* Task instructions
Extract all data as written.

Saved entries:
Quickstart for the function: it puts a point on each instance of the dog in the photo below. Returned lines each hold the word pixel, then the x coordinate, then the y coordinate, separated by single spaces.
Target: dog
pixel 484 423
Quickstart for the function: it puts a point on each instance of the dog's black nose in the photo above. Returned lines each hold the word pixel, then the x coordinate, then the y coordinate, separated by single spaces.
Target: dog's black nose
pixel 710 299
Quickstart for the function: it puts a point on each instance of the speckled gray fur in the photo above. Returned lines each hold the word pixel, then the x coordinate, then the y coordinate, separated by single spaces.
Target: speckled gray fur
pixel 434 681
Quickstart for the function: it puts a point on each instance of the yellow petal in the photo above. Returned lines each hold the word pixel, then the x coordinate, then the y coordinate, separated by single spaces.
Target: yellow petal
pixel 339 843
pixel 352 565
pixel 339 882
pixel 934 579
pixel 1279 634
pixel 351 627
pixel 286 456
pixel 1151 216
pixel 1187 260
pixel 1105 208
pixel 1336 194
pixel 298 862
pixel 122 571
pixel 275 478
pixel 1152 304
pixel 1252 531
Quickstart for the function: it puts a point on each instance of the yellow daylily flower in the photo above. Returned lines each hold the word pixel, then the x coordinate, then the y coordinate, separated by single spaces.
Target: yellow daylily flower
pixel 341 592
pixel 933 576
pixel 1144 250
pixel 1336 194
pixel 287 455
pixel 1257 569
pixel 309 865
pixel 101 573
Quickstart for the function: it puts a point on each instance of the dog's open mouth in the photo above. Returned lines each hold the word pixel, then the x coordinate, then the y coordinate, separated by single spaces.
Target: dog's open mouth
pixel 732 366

* Result of this exercise
Quickstart for the function: it puts a point on each instance of the dog in the photo below. Returned lines each hold the word pixel, then the x coordinate, then the y coordinate, separated by single spaces.
Target: dog
pixel 484 423
Quickstart for the function: it puts a point on each instance of the dog's black nose in the photo above. Returned lines each hold the word pixel, then the x coordinate, then the y coordinate, separated by single spaces.
Target: dog's black nose
pixel 710 299
Quickstart for the function: it puts a point on each instance of the speckled gray fur in the photo above. Returned lines each hold the word pixel, then the x coordinate, then the y coordinate, separated by single spaces.
Target: speckled gray fur
pixel 434 681
Quickstart for the function: it puts a point on each instance of the yellow petal in the photo above. Returned lines each hold the word pixel, then the x coordinate, then the y coordinate, separated by single spaces.
Target: yellow petal
pixel 339 843
pixel 352 565
pixel 339 882
pixel 934 579
pixel 1279 634
pixel 351 627
pixel 286 456
pixel 1151 216
pixel 1187 260
pixel 1105 208
pixel 1336 194
pixel 298 862
pixel 122 571
pixel 275 478
pixel 1152 304
pixel 1252 531
Quickstart for the function: it puts a point on each instance of the yellow daylily flower in the photo above. Returned lines each hold the word pixel, then the x coordinate, then the y coordinate, separated by single spaces.
Target: yellow daylily flower
pixel 341 592
pixel 933 576
pixel 1144 250
pixel 1336 194
pixel 287 455
pixel 1257 569
pixel 309 865
pixel 101 573
Quickstart for the function: it puts a point on each instance of the dog's open mouth in the photo above. Returned lines each hold the word pixel, then the x coordinate, then the y coordinate, separated by single spaces.
Target: dog's open mouth
pixel 732 366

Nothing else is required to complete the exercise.